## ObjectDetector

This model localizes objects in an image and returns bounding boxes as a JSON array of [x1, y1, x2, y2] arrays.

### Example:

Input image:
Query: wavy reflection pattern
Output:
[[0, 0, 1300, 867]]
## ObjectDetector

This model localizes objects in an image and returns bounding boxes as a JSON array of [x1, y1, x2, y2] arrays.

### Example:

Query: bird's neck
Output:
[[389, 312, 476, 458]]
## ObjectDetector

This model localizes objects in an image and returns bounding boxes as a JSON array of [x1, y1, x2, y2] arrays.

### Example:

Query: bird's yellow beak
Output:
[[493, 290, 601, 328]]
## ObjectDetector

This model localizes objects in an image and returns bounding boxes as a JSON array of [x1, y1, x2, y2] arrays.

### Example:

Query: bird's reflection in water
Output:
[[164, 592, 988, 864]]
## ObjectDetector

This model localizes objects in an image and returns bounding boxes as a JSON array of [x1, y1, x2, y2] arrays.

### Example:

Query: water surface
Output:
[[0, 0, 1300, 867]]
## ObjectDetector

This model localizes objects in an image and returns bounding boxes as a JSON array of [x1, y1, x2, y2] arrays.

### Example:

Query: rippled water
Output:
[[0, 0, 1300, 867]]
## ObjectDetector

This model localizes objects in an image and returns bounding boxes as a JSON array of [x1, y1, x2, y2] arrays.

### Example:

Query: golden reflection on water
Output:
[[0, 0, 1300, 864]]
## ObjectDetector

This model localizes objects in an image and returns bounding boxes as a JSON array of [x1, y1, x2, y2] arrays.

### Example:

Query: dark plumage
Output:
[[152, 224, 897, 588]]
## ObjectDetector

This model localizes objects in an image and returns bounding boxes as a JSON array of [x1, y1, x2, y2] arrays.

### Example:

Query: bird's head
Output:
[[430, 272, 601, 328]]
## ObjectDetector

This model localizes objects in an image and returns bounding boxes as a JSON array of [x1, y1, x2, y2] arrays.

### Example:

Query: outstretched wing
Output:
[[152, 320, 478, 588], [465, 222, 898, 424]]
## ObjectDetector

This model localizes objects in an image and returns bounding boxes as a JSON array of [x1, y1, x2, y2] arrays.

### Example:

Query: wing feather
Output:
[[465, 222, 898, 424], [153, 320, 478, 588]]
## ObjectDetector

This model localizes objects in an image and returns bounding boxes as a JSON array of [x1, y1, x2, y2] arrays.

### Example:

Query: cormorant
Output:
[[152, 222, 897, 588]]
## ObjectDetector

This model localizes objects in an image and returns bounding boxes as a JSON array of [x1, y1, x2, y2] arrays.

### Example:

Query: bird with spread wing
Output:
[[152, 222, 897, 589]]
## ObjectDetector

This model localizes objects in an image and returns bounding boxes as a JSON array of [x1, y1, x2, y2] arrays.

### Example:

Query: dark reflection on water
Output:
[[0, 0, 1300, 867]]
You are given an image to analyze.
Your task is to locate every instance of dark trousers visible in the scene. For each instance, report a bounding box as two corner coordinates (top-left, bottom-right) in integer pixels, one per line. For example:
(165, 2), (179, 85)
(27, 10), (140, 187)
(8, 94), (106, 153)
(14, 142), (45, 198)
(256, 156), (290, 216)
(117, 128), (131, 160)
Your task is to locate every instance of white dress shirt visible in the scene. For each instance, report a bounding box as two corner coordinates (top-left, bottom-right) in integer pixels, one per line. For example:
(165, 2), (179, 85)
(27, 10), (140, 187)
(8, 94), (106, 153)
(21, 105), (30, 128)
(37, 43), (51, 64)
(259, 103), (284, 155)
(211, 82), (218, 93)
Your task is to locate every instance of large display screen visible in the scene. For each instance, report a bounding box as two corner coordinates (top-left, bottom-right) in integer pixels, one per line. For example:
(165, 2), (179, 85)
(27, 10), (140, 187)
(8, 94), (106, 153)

☆ ☆ ☆ ☆ ☆ ☆ ☆

Goal: Can you repeat the records from the line containing "Your task is to locate every instance of white" through the end of the records, inclusive, swapping "integer pixels" for "whole-number pixels" and leaving everything else unchanged?

Task solution:
Your task is to locate every instance of white dress shirt visible in the scene. For each instance, report a bounding box as two corner coordinates (top-left, bottom-right) in whole-number pixels, one per line. For example:
(165, 2), (179, 85)
(27, 10), (140, 187)
(8, 94), (106, 153)
(21, 105), (30, 128)
(37, 43), (51, 64)
(259, 103), (284, 155)
(211, 82), (218, 93)
Your task is to locate every instance of large display screen visible in the scene. For each instance, report a bounding box as two corner coordinates (top-left, bottom-right) in whole-number pixels, one per line. For example:
(165, 2), (179, 85)
(27, 10), (140, 187)
(8, 94), (106, 153)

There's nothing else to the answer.